## Given passage
--- Begin ---

Yeah, we’re all “little motor” users. No tolling motor, no bassin’ fishin’. Just the way it is.

Back in the days of canoes and rowboats, before affording a boat was an option, I used oars to get around because that’s all there was.

(Reminds me of the time I took my now wife – way before we were married – on her first fishin’ trip. She was enthusiastic, which I thought was cool. Turns out she expected a leisurely day of grabbing food and beverages out of a cooler. Instead I handed her a spinning rod with an 1/8-oz jig and curly tail grub, and said, “Here ya go, have at it”…lol.)

So we all probably used paddles at one point, but lately? And would there be a reason to? Maybe. Check this quote:

The shallow, weedy lake that Jackson fishes isn’t suited for modern fishing. It is so choked with weeds that a bass boat with a big outboard and a trolling motor would constantly be tangled in vegetation.

But it’s perfectly suited for Sonnett. He uses a small V-bottom boat with a small motor to get to the general area he wants to fish. Then he uses oars to reach specific spots.

“It’s important not to make a lot of noise when you’re fishing out here,” he said. “In this shallow water, the bass spook easily.

--- End ---

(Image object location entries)

--- Begin ---

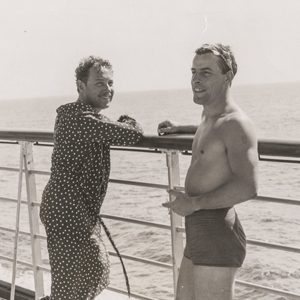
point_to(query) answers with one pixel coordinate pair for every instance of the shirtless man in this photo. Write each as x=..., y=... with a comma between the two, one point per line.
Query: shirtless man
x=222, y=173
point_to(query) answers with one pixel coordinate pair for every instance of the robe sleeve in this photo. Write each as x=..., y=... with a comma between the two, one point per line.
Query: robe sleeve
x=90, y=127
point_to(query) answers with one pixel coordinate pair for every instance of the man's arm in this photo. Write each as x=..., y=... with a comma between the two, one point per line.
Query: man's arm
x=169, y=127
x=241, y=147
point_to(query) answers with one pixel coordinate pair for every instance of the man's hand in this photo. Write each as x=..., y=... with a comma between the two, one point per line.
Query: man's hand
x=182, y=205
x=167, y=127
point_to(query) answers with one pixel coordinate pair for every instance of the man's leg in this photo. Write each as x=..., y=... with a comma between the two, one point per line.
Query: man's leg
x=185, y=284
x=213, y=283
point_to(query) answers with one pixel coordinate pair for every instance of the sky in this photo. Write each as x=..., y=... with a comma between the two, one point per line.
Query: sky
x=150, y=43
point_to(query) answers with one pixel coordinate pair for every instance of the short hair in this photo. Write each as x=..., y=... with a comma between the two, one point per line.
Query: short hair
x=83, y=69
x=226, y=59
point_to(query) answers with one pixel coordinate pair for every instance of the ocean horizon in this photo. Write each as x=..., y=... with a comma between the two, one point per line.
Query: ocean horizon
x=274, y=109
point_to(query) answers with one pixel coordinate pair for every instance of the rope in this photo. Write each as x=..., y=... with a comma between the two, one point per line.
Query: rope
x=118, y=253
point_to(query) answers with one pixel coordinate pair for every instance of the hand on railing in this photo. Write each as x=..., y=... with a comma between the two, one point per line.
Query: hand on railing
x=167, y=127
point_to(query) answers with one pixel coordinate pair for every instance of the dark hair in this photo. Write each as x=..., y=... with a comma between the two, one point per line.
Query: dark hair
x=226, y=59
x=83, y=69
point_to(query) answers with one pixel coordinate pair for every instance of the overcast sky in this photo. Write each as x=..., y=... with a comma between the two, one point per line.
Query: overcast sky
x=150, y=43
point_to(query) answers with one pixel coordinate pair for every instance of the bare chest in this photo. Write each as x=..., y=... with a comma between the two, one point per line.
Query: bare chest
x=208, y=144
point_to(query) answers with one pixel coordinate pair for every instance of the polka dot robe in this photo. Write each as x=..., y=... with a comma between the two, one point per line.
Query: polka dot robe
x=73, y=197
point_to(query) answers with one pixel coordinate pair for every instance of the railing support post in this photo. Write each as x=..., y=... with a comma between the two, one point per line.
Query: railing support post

--- End ---

## Written task A
According to the fishing passage, what does Sonnett use to reach specific spots on the lake?
## Written task B
Pick up the fishing passage where it stops and continue it.

## Final answer A
He uses oars.

## Final answer B
“But if you use oars and stay quiet, you can sneak up on them.”

That’s from this article about a guy in Michigan who likes to fish the old-fashioned way. He uses old rods and reels, and antique baits like the Dying Quiver topwater he used on that weed-choked lake.

Ever pole or row into shallow areas so as not to spook fish? (Examples other than bedding fish.)

2 Comments

2 Comments

  1. Mike Fillmer

    August 18, 2011 at 11:12 am

    That’s how I started in the late ’50’s with my Granddad in Lake Wales, FL. Jon boat and oars…great memories!

  2. Alex

    August 18, 2011 at 11:30 am

    Bill Plummer, the pioneer of topwater frog fishing, and member of the Freshwater Fishing Hall of Fame used oars and a wooden boat until the day he died several years ago. Probably caught more bass — especially lunkers than anybody in history. He lived in Westborough, MA and snuck around local New England ponds in a car topper. I’ll never forget him!